• **Given request**: Recast every line of the items below as a Markdown table with the columns "Row" and "Line," numbering each row and skipping blank lines. Omit the pictures from your table.

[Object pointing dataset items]
↓↓↓

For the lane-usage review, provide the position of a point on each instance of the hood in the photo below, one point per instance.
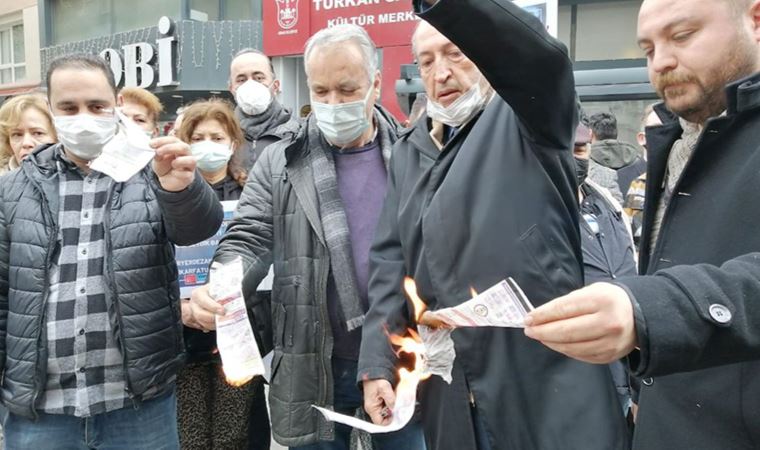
(614, 154)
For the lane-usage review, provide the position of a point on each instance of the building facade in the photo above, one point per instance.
(19, 47)
(188, 57)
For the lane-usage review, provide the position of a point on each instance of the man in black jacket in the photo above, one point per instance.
(263, 119)
(690, 324)
(310, 207)
(483, 188)
(90, 331)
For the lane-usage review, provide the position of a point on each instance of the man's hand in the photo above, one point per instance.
(379, 400)
(173, 164)
(202, 310)
(594, 324)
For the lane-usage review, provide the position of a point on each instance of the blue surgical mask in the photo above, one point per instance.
(343, 123)
(210, 156)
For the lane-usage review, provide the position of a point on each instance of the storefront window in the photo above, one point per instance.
(221, 10)
(12, 57)
(77, 20)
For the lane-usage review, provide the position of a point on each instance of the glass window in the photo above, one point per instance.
(607, 31)
(77, 20)
(204, 10)
(18, 44)
(5, 47)
(134, 14)
(12, 57)
(238, 10)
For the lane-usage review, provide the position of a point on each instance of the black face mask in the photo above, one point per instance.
(581, 170)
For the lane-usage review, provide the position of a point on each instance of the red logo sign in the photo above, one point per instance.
(289, 23)
(287, 13)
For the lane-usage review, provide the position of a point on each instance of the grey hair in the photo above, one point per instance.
(342, 33)
(255, 51)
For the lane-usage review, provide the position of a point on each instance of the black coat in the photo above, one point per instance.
(498, 200)
(703, 265)
(141, 226)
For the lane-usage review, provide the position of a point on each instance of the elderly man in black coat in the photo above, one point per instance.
(483, 188)
(691, 323)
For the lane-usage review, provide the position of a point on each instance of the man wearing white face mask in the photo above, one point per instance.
(483, 188)
(311, 206)
(263, 119)
(90, 329)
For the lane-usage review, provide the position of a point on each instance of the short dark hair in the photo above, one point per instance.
(245, 51)
(604, 125)
(81, 61)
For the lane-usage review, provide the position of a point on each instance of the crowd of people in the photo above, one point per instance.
(499, 172)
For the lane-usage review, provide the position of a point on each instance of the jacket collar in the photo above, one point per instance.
(743, 94)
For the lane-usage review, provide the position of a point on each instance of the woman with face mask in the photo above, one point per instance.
(212, 414)
(25, 124)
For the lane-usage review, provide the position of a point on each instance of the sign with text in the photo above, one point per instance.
(288, 24)
(194, 261)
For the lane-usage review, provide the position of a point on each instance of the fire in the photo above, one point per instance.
(412, 343)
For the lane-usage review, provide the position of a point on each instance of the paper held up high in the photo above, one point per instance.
(126, 153)
(503, 305)
(241, 359)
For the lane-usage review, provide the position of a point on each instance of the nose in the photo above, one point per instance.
(442, 72)
(28, 142)
(663, 60)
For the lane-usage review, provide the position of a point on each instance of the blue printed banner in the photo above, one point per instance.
(193, 261)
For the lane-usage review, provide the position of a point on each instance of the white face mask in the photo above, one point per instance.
(460, 110)
(210, 156)
(343, 123)
(85, 135)
(253, 97)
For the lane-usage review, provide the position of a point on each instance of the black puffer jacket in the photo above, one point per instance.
(140, 270)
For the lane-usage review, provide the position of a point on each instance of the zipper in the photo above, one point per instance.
(47, 217)
(112, 289)
(326, 378)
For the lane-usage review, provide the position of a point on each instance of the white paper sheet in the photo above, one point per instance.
(241, 359)
(406, 399)
(503, 305)
(126, 153)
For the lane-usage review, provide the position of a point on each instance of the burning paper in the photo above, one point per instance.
(126, 153)
(241, 360)
(503, 305)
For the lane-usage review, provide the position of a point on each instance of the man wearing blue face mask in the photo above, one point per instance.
(90, 329)
(483, 188)
(311, 206)
(263, 119)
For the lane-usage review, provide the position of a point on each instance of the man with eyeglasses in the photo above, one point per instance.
(90, 326)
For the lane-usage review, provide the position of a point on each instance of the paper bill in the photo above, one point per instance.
(503, 305)
(127, 153)
(406, 399)
(241, 360)
(438, 358)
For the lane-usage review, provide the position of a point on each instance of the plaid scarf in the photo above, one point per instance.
(332, 213)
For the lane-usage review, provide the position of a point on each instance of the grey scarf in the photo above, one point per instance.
(679, 155)
(334, 222)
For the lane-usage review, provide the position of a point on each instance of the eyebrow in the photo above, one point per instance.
(672, 24)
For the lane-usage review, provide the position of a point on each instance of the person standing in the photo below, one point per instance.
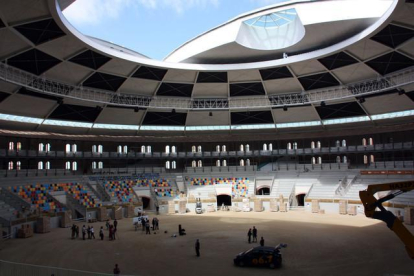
(249, 235)
(83, 232)
(254, 234)
(197, 247)
(92, 233)
(101, 233)
(147, 228)
(117, 271)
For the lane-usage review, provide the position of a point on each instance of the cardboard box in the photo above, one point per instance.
(43, 225)
(65, 219)
(273, 205)
(343, 207)
(352, 211)
(409, 215)
(25, 232)
(258, 205)
(315, 206)
(102, 214)
(117, 212)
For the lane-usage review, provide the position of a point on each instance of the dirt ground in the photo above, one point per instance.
(318, 244)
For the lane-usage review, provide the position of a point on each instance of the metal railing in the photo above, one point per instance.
(45, 86)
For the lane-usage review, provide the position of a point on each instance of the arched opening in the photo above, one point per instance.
(263, 191)
(301, 199)
(223, 199)
(145, 202)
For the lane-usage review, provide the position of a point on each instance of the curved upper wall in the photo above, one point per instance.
(264, 35)
(228, 33)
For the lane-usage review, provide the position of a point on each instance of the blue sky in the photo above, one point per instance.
(154, 27)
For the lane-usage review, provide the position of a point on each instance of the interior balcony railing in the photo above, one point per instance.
(40, 84)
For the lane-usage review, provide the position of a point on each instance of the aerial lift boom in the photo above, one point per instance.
(371, 204)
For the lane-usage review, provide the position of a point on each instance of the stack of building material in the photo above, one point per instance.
(352, 211)
(343, 207)
(182, 209)
(273, 205)
(25, 232)
(130, 211)
(117, 212)
(409, 215)
(43, 225)
(258, 205)
(171, 207)
(102, 214)
(65, 219)
(315, 206)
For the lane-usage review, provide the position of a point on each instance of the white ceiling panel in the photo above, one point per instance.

↑↑↑

• **In response**:
| Row | Line |
|---|---|
| 1 | For the lane-usage review, provide the position of a point on each instance of the hood in the photo below, one point per instance. |
| 2 | (614, 154) |
| 3 | For the lane-usage review, provide the position of a point on each instance of the building facade in the photo above, one point per instance. |
| 4 | (19, 47) |
| 5 | (188, 57) |
| 6 | For the lane-usage review, provide the position of a point on each instance of the man in black jacket in the photo above, one point per instance. |
| 7 | (263, 119) |
| 8 | (690, 324) |
| 9 | (310, 207) |
| 10 | (483, 188) |
| 11 | (90, 331) |
| 12 | For the lane-usage review, provide the position of a point on each instance of the man's hand in the photo above, one point per instance. |
| 13 | (379, 400) |
| 14 | (173, 164) |
| 15 | (202, 310) |
| 16 | (594, 324) |
| 17 | For the lane-usage review, provide the position of a point on each instance of the blue surgical mask in the photo above, one point per instance. |
| 18 | (343, 123) |
| 19 | (210, 156) |
| 20 | For the lane-usage review, provide the position of a point on each instance of the storefront window in the photo above, one point per instance. |
| 21 | (221, 10) |
| 22 | (12, 57) |
| 23 | (77, 20) |
| 24 | For the lane-usage review, provide the position of a point on each instance of the glass window in the photo above, one point per instance. |
| 25 | (607, 31) |
| 26 | (77, 20) |
| 27 | (204, 10) |
| 28 | (18, 44) |
| 29 | (5, 47) |
| 30 | (134, 14) |
| 31 | (12, 57) |
| 32 | (238, 10) |
| 33 | For the lane-usage review, provide the position of a point on each instance of the black face mask in the photo above, one point per instance. |
| 34 | (581, 170) |
| 35 | For the lane-usage review, provide the position of a point on each instance of the red logo sign in the photo above, one point per instance. |
| 36 | (289, 23) |
| 37 | (287, 13) |
| 38 | For the lane-usage review, provide the position of a point on each instance of the grey hair in the photo above, one point per instance. |
| 39 | (342, 33) |
| 40 | (255, 51) |
| 41 | For the lane-usage review, provide the position of a point on each instance of the black coat in the photo above, one point per instance. |
| 42 | (498, 200) |
| 43 | (703, 265) |
| 44 | (141, 226) |
| 45 | For the lane-usage review, provide the position of a point on each instance of the elderly man in black coat in the photo above, one point per instance. |
| 46 | (483, 188) |
| 47 | (691, 323) |
| 48 | For the lane-usage review, provide the position of a point on each instance of the man wearing white face mask in the photo above, one point per instance. |
| 49 | (483, 188) |
| 50 | (311, 206) |
| 51 | (263, 119) |
| 52 | (90, 329) |
| 53 | For the lane-usage review, provide the position of a point on each instance of the short dark hair in the photo above, one point per instance. |
| 54 | (245, 51) |
| 55 | (604, 125) |
| 56 | (81, 61) |
| 57 | For the lane-usage review, provide the position of a point on each instance of the crowd of people in the photo above, one point per instance. |
| 58 | (499, 172) |
| 59 | For the lane-usage review, provide the position of a point on each instance of the jacket collar in the photo above, one point per instance. |
| 60 | (743, 94) |
| 61 | For the lane-usage review, provide the position of a point on each instance of the woman with face mask in the photo above, one point per instance. |
| 62 | (212, 414) |
| 63 | (25, 124) |
| 64 | For the lane-usage review, provide the position of a point on each instance of the sign with text in the photo above, one point per instance. |
| 65 | (288, 24) |
| 66 | (194, 261) |
| 67 | For the lane-usage review, provide the position of a point on each instance of the fire in the photo above, one point per instance. |
| 68 | (412, 343) |
| 69 | For the lane-usage review, provide the position of a point on each instance of the paper held up high in the photo above, one point per instance. |
| 70 | (126, 153) |
| 71 | (503, 305) |
| 72 | (241, 359) |
| 73 | For the lane-usage review, provide the position of a point on each instance of the nose in the photo above, one point per instance. |
| 74 | (442, 72) |
| 75 | (28, 142) |
| 76 | (663, 60) |
| 77 | For the lane-usage review, provide the position of a point on each instance of the blue printed banner in the photo above, one point per instance. |
| 78 | (193, 261) |
| 79 | For the lane-usage review, provide the position of a point on each instance of the white face mask in the photo above, one point per instance. |
| 80 | (460, 110) |
| 81 | (210, 156) |
| 82 | (343, 123) |
| 83 | (85, 135) |
| 84 | (253, 97) |
| 85 | For the lane-usage review, provide the position of a point on each instance of the black puffer jacket in the photo above, one point per instance. |
| 86 | (140, 270) |
| 87 | For the lane-usage review, provide the position of a point on each instance of the zipper in the photo above, one point per instance. |
| 88 | (47, 217) |
| 89 | (112, 289) |
| 90 | (326, 378) |
| 91 | For the lane-usage review, provide the position of a point on each instance of the white paper sheet in the photo above, one point per instance. |
| 92 | (241, 359) |
| 93 | (406, 399) |
| 94 | (503, 305) |
| 95 | (126, 153) |
| 96 | For the lane-usage review, provide the position of a point on each instance of the burning paper in the photo above, one point per instance. |
| 97 | (126, 153) |
| 98 | (241, 360) |
| 99 | (503, 305) |
| 100 | For the lane-usage review, provide the position of a point on each instance of the man wearing blue face mask in the photo above, one point per instance. |
| 101 | (90, 329) |
| 102 | (483, 188) |
| 103 | (311, 206) |
| 104 | (263, 119) |
| 105 | For the lane-usage review, provide the position of a point on each instance of the man with eyeglasses in the photo above, one point per instance. |
| 106 | (90, 326) |
| 107 | For the lane-usage review, provide the position of a point on each instance of the paper bill in the photo above, one point per instance. |
| 108 | (503, 305) |
| 109 | (127, 153) |
| 110 | (406, 399) |
| 111 | (241, 360) |
| 112 | (438, 358) |
| 113 | For the lane-usage review, provide the position of a point on each instance of the plaid scarf in the photo above, one point per instance. |
| 114 | (332, 213) |
| 115 | For the lane-usage review, provide the position of a point on each instance of the grey scarf in the photo above, one point per instance. |
| 116 | (679, 155) |
| 117 | (334, 222) |
| 118 | For the lane-usage review, provide the position of a point on each instance of the eyebrow in the photo above, one point per instance. |
| 119 | (672, 24) |
| 120 | For the lane-usage review, provide the position of a point on each instance of the person standing in the photo below, one point per instance. |
| 121 | (249, 235) |
| 122 | (83, 232) |
| 123 | (254, 234) |
| 124 | (197, 247) |
| 125 | (92, 233) |
| 126 | (101, 233) |
| 127 | (147, 228) |
| 128 | (117, 271) |
| 129 | For the lane-usage review, provide the position of a point on each instance of the cardboard box in the photo above, one point per instance. |
| 130 | (43, 225) |
| 131 | (65, 219) |
| 132 | (273, 205) |
| 133 | (343, 207) |
| 134 | (352, 211) |
| 135 | (409, 215) |
| 136 | (25, 232) |
| 137 | (258, 205) |
| 138 | (315, 206) |
| 139 | (102, 214) |
| 140 | (117, 212) |
| 141 | For the lane-usage review, provide the position of a point on each instance of the dirt ground in the photo above, one point per instance. |
| 142 | (318, 244) |
| 143 | For the lane-usage review, provide the position of a point on each instance of the metal railing in the photo above, one point per instance. |
| 144 | (45, 86) |
| 145 | For the lane-usage review, provide the position of a point on each instance of the arched opening in the photo above, one point per instance. |
| 146 | (263, 191) |
| 147 | (301, 199) |
| 148 | (223, 199) |
| 149 | (145, 202) |
| 150 | For the lane-usage review, provide the position of a point on each instance of the curved upper wall in the photo above, one point per instance. |
| 151 | (264, 35) |
| 152 | (228, 33) |
| 153 | For the lane-usage review, provide the position of a point on each instance of the blue sky in the photo above, one point per instance. |
| 154 | (154, 27) |
| 155 | For the lane-usage review, provide the position of a point on each instance of the interior balcony railing in the photo above, one point per instance. |
| 156 | (40, 84) |
| 157 | For the lane-usage review, provide the position of a point on each instance of the aerial lift boom in the photo above, one point per instance. |
| 158 | (371, 204) |
| 159 | For the lane-usage review, provide the position of a point on each instance of the stack of building material in the photo above, one point per instance. |
| 160 | (352, 211) |
| 161 | (343, 207) |
| 162 | (182, 209) |
| 163 | (273, 205) |
| 164 | (25, 232) |
| 165 | (130, 211) |
| 166 | (117, 212) |
| 167 | (409, 215) |
| 168 | (43, 225) |
| 169 | (258, 205) |
| 170 | (171, 207) |
| 171 | (102, 214) |
| 172 | (65, 219) |
| 173 | (315, 206) |
| 174 | For the lane-usage review, provide the position of a point on each instance of the white ceiling panel in the photo above, one point per instance. |